Flight routes: Straight path or actual route?

I brought my GPS unit along on a flight from one city to another. It was a reasonably short flight of about thirty minutes, so the plane didn’t take the direct path between the cities. Also, the flight back went along a different route.

I wasn’t able to locate a best practice for entering flight routes into OSM. Should I simply mark the source and the destination of the flight as a straight line (with intermediate notes for each tile to help rendering), or should I track the actual route taken by the plane?

I wonder how highly variable entities like air routes could be of use in OSM? The only 2 givens here are departure and destination airports, and the flight inbetween is pretty hard to map consistently. With emerging air traffic control systems, and the departure of fixed flight corridors, it gets even harder to map.

Also, why not draw a fully meshed network between every conceivable airport in the world? In the end, that’s what it’s gonna look like anyway.

But if I were to add a flight path, I would it as a straight line.

I agree that flight paths should be entered as straight lines, not only because of the varying paths taken, but primarily because it’s really a binary choice: you either go by plane, or you don’t. Then again, the same thing might be said for ferry routes, which I’m not sure are currently entered as straight lines. It does make sense to add flights, however: for routing purposes, flights might be a desirable option in some cases.

As long as we restrict ourselves to mapping passenger airlines, then we won’t have to create a complete mesh between every conceivable airport in the world, because even major airports cover a reasonably manageable selection of possible destinations. While it’s possible to send an airplane from any airport to virtually any other airport, passenger airlines don’t actually do so (that’s why we have to change flights).

- - - - -

_Aim of the exercise_: How would you render this sentence from the flight routes discussion in Spanish: "I wasn’t able to locate a best practice for entering flight routes into OSM."?

_Available data_:

- - - - -

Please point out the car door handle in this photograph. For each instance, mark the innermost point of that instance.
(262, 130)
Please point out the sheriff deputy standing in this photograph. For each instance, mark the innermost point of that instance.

- - - - -

_Exercise solution_: No pude encontrar una práctica recomendada para introducir rutas de vuelo en OSM.